Short exercise>
In the listing below, find the line containing "ear, it would be much appreciated.". Write out that line and every line after it to the end, exactly and only those.
··· Supplied data ···
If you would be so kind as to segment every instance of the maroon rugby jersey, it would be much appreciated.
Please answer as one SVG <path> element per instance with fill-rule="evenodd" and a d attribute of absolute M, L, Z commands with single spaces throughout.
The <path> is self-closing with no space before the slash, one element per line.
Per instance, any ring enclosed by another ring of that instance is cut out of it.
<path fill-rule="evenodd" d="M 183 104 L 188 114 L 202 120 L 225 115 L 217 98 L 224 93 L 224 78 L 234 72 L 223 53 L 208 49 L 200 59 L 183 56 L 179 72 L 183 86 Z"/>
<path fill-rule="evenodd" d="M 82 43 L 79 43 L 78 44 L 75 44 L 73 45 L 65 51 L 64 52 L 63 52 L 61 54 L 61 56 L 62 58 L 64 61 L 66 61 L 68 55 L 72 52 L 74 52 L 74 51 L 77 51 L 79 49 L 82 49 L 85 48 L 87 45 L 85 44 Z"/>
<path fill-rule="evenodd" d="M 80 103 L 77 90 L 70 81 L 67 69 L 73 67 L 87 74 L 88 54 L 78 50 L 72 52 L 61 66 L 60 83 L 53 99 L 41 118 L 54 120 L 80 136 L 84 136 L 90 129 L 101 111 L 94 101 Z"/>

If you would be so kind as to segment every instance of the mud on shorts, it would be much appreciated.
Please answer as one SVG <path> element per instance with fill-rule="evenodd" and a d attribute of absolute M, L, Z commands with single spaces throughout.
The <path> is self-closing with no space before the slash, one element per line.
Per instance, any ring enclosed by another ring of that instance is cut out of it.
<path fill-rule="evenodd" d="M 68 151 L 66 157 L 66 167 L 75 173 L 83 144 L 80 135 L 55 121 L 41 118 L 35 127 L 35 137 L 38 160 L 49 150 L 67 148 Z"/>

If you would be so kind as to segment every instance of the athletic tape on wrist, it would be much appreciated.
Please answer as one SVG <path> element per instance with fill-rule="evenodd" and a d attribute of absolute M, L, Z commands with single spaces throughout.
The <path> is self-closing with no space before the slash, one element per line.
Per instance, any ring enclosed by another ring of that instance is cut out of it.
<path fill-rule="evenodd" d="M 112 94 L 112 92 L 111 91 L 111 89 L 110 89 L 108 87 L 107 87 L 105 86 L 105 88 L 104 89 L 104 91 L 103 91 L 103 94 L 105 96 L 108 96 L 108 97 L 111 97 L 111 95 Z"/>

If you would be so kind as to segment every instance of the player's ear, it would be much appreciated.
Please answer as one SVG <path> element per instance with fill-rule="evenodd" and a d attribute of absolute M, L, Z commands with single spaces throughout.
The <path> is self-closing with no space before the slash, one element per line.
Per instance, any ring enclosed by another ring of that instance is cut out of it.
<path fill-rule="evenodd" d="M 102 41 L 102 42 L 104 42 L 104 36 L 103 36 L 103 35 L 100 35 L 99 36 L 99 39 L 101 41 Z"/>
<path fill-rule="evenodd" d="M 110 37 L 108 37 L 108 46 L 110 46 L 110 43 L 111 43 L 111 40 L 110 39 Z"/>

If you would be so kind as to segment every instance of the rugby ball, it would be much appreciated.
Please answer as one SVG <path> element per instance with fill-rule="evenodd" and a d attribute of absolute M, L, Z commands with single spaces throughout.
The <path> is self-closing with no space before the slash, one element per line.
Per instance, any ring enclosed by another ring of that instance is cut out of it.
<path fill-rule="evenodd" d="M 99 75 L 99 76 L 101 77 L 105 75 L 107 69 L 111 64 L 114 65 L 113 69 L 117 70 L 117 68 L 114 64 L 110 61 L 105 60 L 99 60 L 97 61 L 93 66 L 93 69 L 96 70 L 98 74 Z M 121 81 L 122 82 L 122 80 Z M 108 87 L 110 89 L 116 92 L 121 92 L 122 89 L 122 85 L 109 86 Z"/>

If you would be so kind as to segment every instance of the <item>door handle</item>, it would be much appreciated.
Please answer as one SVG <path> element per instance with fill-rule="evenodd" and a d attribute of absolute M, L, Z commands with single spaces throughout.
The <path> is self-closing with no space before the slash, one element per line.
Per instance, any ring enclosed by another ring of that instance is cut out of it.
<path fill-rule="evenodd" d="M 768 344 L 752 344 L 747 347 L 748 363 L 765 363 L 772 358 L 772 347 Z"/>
···
Exercise answer>
If you would be so kind as to segment every instance of the player's ear, it would be much appreciated.
Please answer as one SVG <path> element per instance with fill-rule="evenodd" and a d attribute of absolute M, L, Z commands with single spaces throughout.
The <path> is self-closing with no space before the slash, one element per line.
Per instance, any ring enclosed by another ring of that instance is cut out of it.
<path fill-rule="evenodd" d="M 102 41 L 102 42 L 104 42 L 104 36 L 103 36 L 103 35 L 100 35 L 99 36 L 99 39 L 101 41 Z"/>
<path fill-rule="evenodd" d="M 110 37 L 108 37 L 108 46 L 110 46 L 110 43 L 111 43 L 111 40 L 110 39 Z"/>

If you would be so kind as to segment every instance of the rugby ball, it would be much appreciated.
Please answer as one SVG <path> element per instance with fill-rule="evenodd" and a d attribute of absolute M, L, Z commands with single spaces throughout.
The <path> is self-closing with no space before the slash, one element per line.
Per instance, any ring enclosed by another ring of that instance is cut out of it.
<path fill-rule="evenodd" d="M 99 75 L 99 76 L 101 77 L 105 75 L 107 69 L 111 64 L 114 65 L 113 69 L 117 70 L 117 68 L 114 64 L 110 61 L 105 60 L 99 60 L 97 61 L 93 66 L 93 69 L 96 70 L 98 74 Z M 121 81 L 122 82 L 122 80 Z M 108 87 L 110 89 L 116 92 L 121 92 L 122 89 L 122 85 L 109 86 Z"/>

If you would be so kind as to segment every instance of the <item>door handle</item>, it would be much appreciated.
Please answer as one SVG <path> element per instance with fill-rule="evenodd" and a d attribute of absolute M, L, Z commands with single spaces throughout.
The <path> is self-closing with no space before the slash, one element per line.
Per instance, any ring enclosed by another ring of that instance is cut out of it.
<path fill-rule="evenodd" d="M 768 344 L 752 344 L 747 347 L 748 363 L 765 363 L 772 358 L 772 347 Z"/>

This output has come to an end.